:: Testo proposto ::
Le bombe, la rassegnazione e poi il miele. Bianciardi verso il 25 aprile

Quest’anno il lavoro culturale festeggia il 25 aprile con un testimone d’eccezione, Luciano Bianciardi.

Alla fine del 1943 lo scrittore grossetano venne chiamato alle armi. Ricevuto l’addestramento partì per la Puglia, dove visse il bombardamento di Foggia (22 luglio), la caduta del regime (25 luglio), l’armistizio e lo sbando delle truppe italiane (8 settembre), l’arrivo dei battaglioni inglesi, a uno dei quali si aggregherà come interprete fino alla fine della guerra. I brani che seguono sono tratti dai suoi Diari di guerra 1944-1946 e dal racconto Natale con il miele (1965): Bianciardi giovane soldato con vaghe idee liberal-socialiste percorre le strade di un paesaggio lunare, fitte di cadaveri e devastazione; il lusso di un po’ di miele con la ricotta in un Natale ancora di guerra, ma da cobelligerante. L’impotenza di fronte all’incontro con l’onnipervasività della morte, la speranza di un avvenire di pace, l’importanza della scoperta di un alveare di fronte ai grandi accadimenti della storia. Una lettura ironica dell’orrore della guerra, quella bianciardiana che qui vi proponiamo, per puntellare attivamente la memoria della Liberazione dal nazifascismo, lontano dalla mummificazione delle celebrazioni ufficiali.
:::
• _Istruzioni_
**A)** Nel testo proposto, con quale ruolo Bianciardi si unì a uno dei battaglioni inglesi?
**B)** Ripeti fedelmente il tratto del testo proposto che comincia con le parole contenenti "Le bombe, la" e termina con "d’eccezione, Luciano Bianciardi.".
:: Dati ::
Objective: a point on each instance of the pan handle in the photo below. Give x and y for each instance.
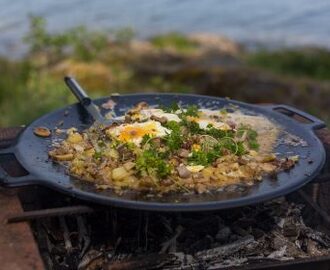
(13, 181)
(314, 124)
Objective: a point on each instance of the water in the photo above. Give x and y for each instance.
(265, 22)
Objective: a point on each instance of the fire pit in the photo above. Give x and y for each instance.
(290, 232)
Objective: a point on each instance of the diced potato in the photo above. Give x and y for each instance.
(129, 165)
(113, 153)
(74, 138)
(119, 173)
(208, 172)
(89, 152)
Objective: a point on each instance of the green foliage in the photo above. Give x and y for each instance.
(30, 96)
(79, 42)
(174, 40)
(310, 63)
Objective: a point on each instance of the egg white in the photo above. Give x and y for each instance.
(134, 133)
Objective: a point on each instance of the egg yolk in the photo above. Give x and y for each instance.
(132, 132)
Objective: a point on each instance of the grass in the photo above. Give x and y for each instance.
(104, 63)
(175, 41)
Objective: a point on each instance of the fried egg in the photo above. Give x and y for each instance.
(147, 113)
(134, 132)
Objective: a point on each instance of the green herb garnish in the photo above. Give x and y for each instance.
(150, 162)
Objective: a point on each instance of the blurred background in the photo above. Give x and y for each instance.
(252, 50)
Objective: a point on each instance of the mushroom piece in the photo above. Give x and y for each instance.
(183, 171)
(42, 132)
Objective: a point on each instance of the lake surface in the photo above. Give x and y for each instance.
(264, 22)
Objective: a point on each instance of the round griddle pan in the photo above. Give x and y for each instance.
(32, 153)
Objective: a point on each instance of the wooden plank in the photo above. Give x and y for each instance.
(18, 249)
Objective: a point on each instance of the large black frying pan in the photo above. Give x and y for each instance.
(31, 152)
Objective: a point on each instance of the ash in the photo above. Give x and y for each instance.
(121, 239)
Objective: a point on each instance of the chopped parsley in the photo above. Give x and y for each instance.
(150, 162)
(173, 140)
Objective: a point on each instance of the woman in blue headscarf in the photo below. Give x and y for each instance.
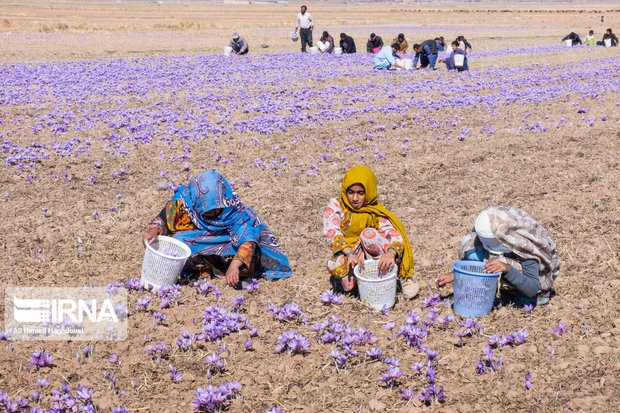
:::
• _Soluzioni_
**A)** Come interprete, fino alla fine della guerra.

**B)**
Le bombe, la rassegnazione e poi il miele. Bianciardi verso il 25 aprile

Quest’anno il lavoro culturale festeggia il 25 aprile con un testimone d’eccezione, Luciano Bianciardi.